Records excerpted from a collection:
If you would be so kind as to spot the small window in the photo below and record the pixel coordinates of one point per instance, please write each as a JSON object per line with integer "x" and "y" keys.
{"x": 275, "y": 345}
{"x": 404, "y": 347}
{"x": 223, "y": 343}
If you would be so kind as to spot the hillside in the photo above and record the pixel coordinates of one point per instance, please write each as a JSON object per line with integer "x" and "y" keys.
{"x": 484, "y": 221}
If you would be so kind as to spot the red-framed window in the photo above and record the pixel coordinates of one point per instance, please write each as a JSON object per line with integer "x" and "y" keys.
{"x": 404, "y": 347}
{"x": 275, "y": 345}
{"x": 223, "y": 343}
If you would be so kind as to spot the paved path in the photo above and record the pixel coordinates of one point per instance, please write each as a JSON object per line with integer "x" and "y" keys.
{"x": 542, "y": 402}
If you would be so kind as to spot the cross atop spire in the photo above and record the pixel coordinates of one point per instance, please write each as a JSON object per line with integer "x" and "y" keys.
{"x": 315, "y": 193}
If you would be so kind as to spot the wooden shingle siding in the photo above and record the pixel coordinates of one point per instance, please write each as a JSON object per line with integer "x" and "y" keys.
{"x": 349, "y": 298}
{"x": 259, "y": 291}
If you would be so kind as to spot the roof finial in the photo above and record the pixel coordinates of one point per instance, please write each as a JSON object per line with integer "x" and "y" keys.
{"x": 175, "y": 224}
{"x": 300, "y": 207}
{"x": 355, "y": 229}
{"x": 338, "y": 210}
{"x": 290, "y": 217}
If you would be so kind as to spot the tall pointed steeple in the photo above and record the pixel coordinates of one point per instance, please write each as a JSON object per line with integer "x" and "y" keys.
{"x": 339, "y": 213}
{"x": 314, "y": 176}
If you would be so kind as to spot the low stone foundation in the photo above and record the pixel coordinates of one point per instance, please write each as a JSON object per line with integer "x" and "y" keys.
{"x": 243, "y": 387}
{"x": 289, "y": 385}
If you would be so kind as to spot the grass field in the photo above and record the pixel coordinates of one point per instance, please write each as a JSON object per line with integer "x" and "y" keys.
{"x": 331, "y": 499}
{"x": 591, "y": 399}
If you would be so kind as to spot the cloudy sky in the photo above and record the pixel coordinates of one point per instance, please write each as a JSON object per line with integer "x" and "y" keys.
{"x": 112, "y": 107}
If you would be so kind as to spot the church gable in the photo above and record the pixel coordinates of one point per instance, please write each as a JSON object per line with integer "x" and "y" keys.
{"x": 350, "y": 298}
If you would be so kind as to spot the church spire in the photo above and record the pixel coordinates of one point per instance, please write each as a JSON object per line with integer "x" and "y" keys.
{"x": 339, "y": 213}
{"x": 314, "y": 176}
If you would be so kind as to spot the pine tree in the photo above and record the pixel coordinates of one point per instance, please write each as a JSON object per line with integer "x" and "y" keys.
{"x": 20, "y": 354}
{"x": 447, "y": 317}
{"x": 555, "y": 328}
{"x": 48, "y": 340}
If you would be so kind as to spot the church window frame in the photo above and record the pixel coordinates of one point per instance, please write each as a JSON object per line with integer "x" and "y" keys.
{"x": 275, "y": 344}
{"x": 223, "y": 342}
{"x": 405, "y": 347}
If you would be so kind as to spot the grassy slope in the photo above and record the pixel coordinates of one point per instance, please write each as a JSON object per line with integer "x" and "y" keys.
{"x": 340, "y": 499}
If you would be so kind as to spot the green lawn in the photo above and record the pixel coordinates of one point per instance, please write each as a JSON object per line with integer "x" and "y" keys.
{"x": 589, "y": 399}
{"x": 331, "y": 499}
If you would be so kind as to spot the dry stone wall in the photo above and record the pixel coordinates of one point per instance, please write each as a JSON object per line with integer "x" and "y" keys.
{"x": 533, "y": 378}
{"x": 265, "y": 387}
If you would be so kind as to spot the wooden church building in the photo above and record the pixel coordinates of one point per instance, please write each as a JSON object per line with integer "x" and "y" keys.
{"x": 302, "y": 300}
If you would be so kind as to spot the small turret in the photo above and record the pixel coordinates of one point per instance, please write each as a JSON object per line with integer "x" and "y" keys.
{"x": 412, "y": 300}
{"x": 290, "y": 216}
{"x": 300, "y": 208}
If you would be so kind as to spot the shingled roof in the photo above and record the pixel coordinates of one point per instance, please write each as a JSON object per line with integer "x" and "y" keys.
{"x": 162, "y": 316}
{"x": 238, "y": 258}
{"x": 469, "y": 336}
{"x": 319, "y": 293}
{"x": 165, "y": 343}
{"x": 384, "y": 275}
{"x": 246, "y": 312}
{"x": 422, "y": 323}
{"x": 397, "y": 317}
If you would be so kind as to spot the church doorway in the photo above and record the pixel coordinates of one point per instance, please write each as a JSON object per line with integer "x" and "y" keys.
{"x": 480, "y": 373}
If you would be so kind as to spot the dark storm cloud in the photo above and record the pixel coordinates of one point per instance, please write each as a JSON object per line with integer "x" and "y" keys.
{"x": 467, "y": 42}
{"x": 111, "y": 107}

## Your task
Print the data again exactly.

## Exercise output
If you would be so kind as to spot the small window in the photo below and record the pixel coordinates of one point per instance, please write each as a JSON object per line with integer "x" and "y" keys.
{"x": 275, "y": 345}
{"x": 404, "y": 347}
{"x": 223, "y": 343}
If you would be so kind as to spot the hillside in the photo above and record the pixel coordinates of one point per instance, please write each as a JSON object per line with integer "x" and "y" keys.
{"x": 484, "y": 221}
If you would be so kind as to spot the red-framed window in the photo above and record the pixel coordinates of one point per instance, please write each as a JSON object per line with integer "x" and "y" keys.
{"x": 404, "y": 347}
{"x": 275, "y": 345}
{"x": 223, "y": 343}
If you would be so kind as to spot the paved path in the photo above and record the pixel coordinates of one point per instance, please write each as a JSON object per line with integer "x" and "y" keys.
{"x": 542, "y": 402}
If you would be so kind as to spot the cross atop spire in the photo above and record the pixel coordinates of one point per instance, please write each as a JSON object per line with integer "x" and "y" keys.
{"x": 315, "y": 193}
If you would be so kind as to spot the wooden shingle siding in the photo above and record the pixel coordinates of one point per instance, please write each as a JSON object per line with integer "x" and "y" keys.
{"x": 349, "y": 298}
{"x": 259, "y": 291}
If you would be so kind as to spot the roof finial in the photo above and record the pixel coordinates of one point per instance, please write each as a JSON object per line with integer "x" and "y" keys.
{"x": 175, "y": 224}
{"x": 300, "y": 207}
{"x": 355, "y": 229}
{"x": 338, "y": 210}
{"x": 290, "y": 217}
If you would be so kind as to spot the tall pointed steeple in the photo above and record the pixel coordinates of one point per instance, please write each as a JSON object per line with integer "x" and "y" keys.
{"x": 339, "y": 213}
{"x": 314, "y": 176}
If you would be so kind as to spot the low stone foundation in the photo above and record the pixel coordinates of one point per instance, please write each as a JSON object per line with integer "x" and "y" keys.
{"x": 243, "y": 387}
{"x": 289, "y": 385}
If you would be so kind as to spot the grass field in the photo above and record the pixel coordinates of one point per instance, please write each as a JSON object per line with integer "x" and "y" keys.
{"x": 331, "y": 499}
{"x": 591, "y": 399}
If you would be so kind as to spot the cloudy sky in the photo above and record the pixel coordinates of one point per instance, please write each as a JSON object per line with integer "x" and "y" keys.
{"x": 112, "y": 107}
If you would be so kind as to spot the church gable in the photo above and record the pixel coordinates of one point per instance, please write each as a JSON object per line with integer "x" and "y" keys.
{"x": 350, "y": 298}
If you would be so kind as to spot the church spire in the photo above and record the pixel coordinates of one point per instance, please write each as a JSON object per line with integer "x" and "y" keys.
{"x": 339, "y": 213}
{"x": 314, "y": 176}
If you would be so kind as to spot the pine tree in the photo above and record the pixel coordinates of one point per instance, please write each as a JSON object per line with integer "x" and "y" keys.
{"x": 20, "y": 354}
{"x": 447, "y": 317}
{"x": 555, "y": 328}
{"x": 48, "y": 340}
If you would be so kind as to spot the church window frame in the photo above and record the pixel coordinates of one point per instance, please write each as a JSON object per line with integer "x" and "y" keys.
{"x": 275, "y": 344}
{"x": 223, "y": 342}
{"x": 405, "y": 347}
If you would be so kind as to spot the grassy slope in the photo above and record the pixel coordinates of one point per instance, please write each as a JSON object per line with integer "x" and "y" keys.
{"x": 340, "y": 499}
If you would be so kind as to spot the green lawn in the photo above and record the pixel coordinates of one point per instance, please write each as a JSON object per line with integer "x" and "y" keys.
{"x": 589, "y": 399}
{"x": 331, "y": 499}
If you would be so kind as to spot the dry stone wall in the photo above and record the pixel coordinates of one point per instance, please write each as a JSON object per line with integer "x" and "y" keys.
{"x": 533, "y": 378}
{"x": 265, "y": 387}
If you would be so kind as to spot the wooden church building in the photo above and record the pixel coordinates of one point per instance, please write each as a JSON object per line with integer "x" and "y" keys.
{"x": 302, "y": 300}
If you would be so kind as to spot the small turret in the photo above and record the pixel coordinates of one point per instance, please write each as a JSON object per line with integer "x" and "y" keys.
{"x": 412, "y": 300}
{"x": 290, "y": 216}
{"x": 300, "y": 208}
If you would be so kind as to spot the shingled roof in the photo above and record the pixel coordinates of one point per instance, please write each as a JSON object per line with integer "x" and "y" keys.
{"x": 162, "y": 316}
{"x": 238, "y": 258}
{"x": 469, "y": 336}
{"x": 319, "y": 293}
{"x": 165, "y": 343}
{"x": 384, "y": 275}
{"x": 246, "y": 312}
{"x": 422, "y": 323}
{"x": 397, "y": 317}
If you would be so kind as to spot the church doorway in the photo above and record the pixel coordinates of one point per instance, please write each as a JSON object per line with integer "x" and "y" keys.
{"x": 480, "y": 373}
If you would be so kind as to spot the dark storm cloud in the photo above and record the pixel coordinates of one point per instance, please write each as a JSON object per line with integer "x" and "y" keys.
{"x": 467, "y": 42}
{"x": 111, "y": 107}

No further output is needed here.